Texto de lectura
============

El pasado 5 de febrero publiqué un articulo en este periódico para contar que durante un tiempo había abrazado el deseo de la independencia de Catalunya y que en los últimos meses este deseo había desaparecido. Que es una manera de decir que estoy replanteándome algunas de las cosas que he deseado (porque todo cambia y se resignifica) y que me parece un ejercicio de autocrítica sano y necesario. No soy la única, es una evidencia, pero yo contaba en mi artículo lo que me había ocurrido a mí. La respuesta fue, y sigue siendo unos días después, en verdad apabullante y considero necesario revisarla para nuestro propio beneficio reflexivo. Desde dentro y desde fuera del independentismo catalán.

Decía en aquel artículo que sentí por primera vez que estaba empezando a alejarme del deseo multitudinario de la independencia “el día que leí a Quim Torra”. Que le respetaba “a Torra haber dado un paso adelante cuando nadie más quiso hacerlo” y “admiro su capacidad de resistencia y su trabajo de hormiga, constante, de hace años”. Pero que sus opiniones escritas, estaba segura y lo sigo estando, han dejado en Catalunya “una terrible sensación de impunidad” para hablar de modos absolutos. Cité dos escritos. Lo que el MHP Quim Torra escribió sobre el 15M y lo que escribió sobre un pasajero español que se molestó cuando un capitán de avión habló en catalán llegando a Barcelona.

============

Conjunto de datos
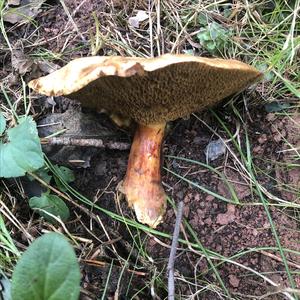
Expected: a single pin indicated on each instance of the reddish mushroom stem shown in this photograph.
(142, 184)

============

Enumera, por favor, todos los fragmentos que aparecen entre comillas en el texto de lectura.

- “el día que leí a Quim Torra”
- “a Torra haber dado un paso adelante cuando nadie más quiso hacerlo”
- “admiro su capacidad de resistencia y su trabajo de hormiga, constante, de hace años”
- “una terrible sensación de impunidad”